Automobile Insurance (Personal)

This coverage has two parts. The first is the liability section of the policy. It covers your financial responsibility for injuring others and some coverage is required by most states.

The second part covers the car itself: comprehensive coverage reimburses losses from fire, theft or other perils; collision coverage pays to repair losses caused by an accident. Often this coverage is mandated by leasing companies or banks. There are also ancillary medical, car rental and other coverages which vary by state.

Utilizing high deductibles on the physical damage coverages can help reduce premiums. If you carry umbrella insurance, you must be sure that you carry the required amount of basic liability insurance to avoid a gap in coverage for a serious accident.

Frequently Asked Questions

I have an older car whose current market value is very low – do I really need to purchase automobile insurance?

Most states have enacted compulsory insurance laws that require drivers to have at least some automobile liability insurance, Part A. These laws were enacted to ensure that victims of automobile accidents receive compensation when their losses are caused by the actions of another individual who was negligent.

Except for the minimum liability coverages that you may be required to purchase, many people with older cars decide not to purchase any of the physical damage coverages. It is often the case that the cost of repairing the damages to an older car is greater than its value. In these cases, your insurer will usually just “total” the car and give you a check for the car’s market value less the deductible.

Many people forgo the Part D coverages because of the relatively low values of their vehicles.

Am I covered if I drive someone else’s vehicle?

The coverage provided varies from state to state and you should consult with your insurance agent for details. Generally, you are covered only for liability to the third parties unless the owner is a resident of your household, or the vehicle is furnished for your regular use. In many states, you are not covered for physical damage to the borrowed vehicle. Any coverage provided is over and above the collectible coverage provided by the owner of the vehicle.

What should I do if I have an accident?

The duties you need to perform after you have an accident are prescribed both by state law and by the terms of your contract. Obviously, the first thing you should do is make sure everyone is all right and call an ambulance if one is needed.

Second, for most accidents in most states, the police should be notified.

Third, you should give the other driver(s) involved in the accident your name, address, telephone number, and the name of your insurance company and/or your insurance agent. You also need to get this same information from the other driver(s).

Fourth, at the first opportunity, you should contact us or your insurance company to notify them that you have been involved in an accident.

* _Complete the following_
a. Print the part of the automobile insurance text starting with "Frequently Asked Questions" and going on through "less the deductible.".
b. Please carry on the automobile insurance text from the point where it stops.
The entries come from a different source than the automobile insurance text.

* _Listed entries_
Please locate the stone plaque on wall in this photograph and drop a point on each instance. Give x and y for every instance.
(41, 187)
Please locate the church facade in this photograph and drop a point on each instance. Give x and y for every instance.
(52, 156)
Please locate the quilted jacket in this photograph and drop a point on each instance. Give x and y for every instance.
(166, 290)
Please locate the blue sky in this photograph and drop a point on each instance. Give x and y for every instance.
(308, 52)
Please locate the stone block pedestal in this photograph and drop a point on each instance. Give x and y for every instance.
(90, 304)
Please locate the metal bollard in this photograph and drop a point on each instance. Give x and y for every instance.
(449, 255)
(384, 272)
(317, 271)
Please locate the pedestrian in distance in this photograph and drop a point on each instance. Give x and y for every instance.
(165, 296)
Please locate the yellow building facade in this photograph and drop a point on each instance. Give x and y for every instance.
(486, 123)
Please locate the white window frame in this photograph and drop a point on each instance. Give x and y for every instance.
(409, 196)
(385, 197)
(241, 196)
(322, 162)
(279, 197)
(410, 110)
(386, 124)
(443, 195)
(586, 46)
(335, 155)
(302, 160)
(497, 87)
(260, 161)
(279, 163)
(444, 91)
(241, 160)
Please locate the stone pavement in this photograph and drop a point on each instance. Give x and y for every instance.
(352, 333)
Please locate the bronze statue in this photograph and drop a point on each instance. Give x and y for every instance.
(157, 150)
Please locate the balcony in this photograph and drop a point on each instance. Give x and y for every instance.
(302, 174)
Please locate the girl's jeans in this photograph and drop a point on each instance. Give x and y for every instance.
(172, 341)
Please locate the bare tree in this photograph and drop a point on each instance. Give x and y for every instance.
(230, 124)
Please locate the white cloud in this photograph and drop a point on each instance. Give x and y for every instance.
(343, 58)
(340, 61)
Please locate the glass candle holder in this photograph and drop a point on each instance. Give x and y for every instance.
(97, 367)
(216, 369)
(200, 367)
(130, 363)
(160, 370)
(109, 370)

* _Results_
a.
Frequently Asked Questions

I have an older car whose current market value is very low – do I really need to purchase automobile insurance?

Most states have enacted compulsory insurance laws that require drivers to have at least some automobile liability insurance, Part A. These laws were enacted to ensure that victims of automobile accidents receive compensation when their losses are caused by the actions of another individual who was negligent.

Except for the minimum liability coverages that you may be required to purchase, many people with older cars decide not to purchase any of the physical damage coverages. It is often the case that the cost of repairing the damages to an older car is greater than its value. In these cases, your insurer will usually just “total” the car and give you a check for the car’s market value less the deductible.

b.
Finally, there are a number of conditions in the insurance contract that you must satisfy in order to receive compensation from your insurer. For example, you need to cooperate with your insurer during any investigation undertaken during the claims settlement process. Failure to complete any of these actions can, and sometimes does, result in non-payment by your insurance company for losses that otherwise would have been covered.

What factors can affect the cost of my automobile insurance?

A number of factors can affect the cost of your automobile insurance – some of which you can control and some which are beyond your control. The type of car you drive, the purpose the car serves, your driving record, and where you live can all affect how much your automobile insurance will cost you.

Even your marital status can affect your cost of insurance. Statistics show that married people tend to have fewer and less costly accidents than do single people.

What to do in case of an automobile accident?

If anyone is injured, immediately render any possible first aid assistance and call emergency services.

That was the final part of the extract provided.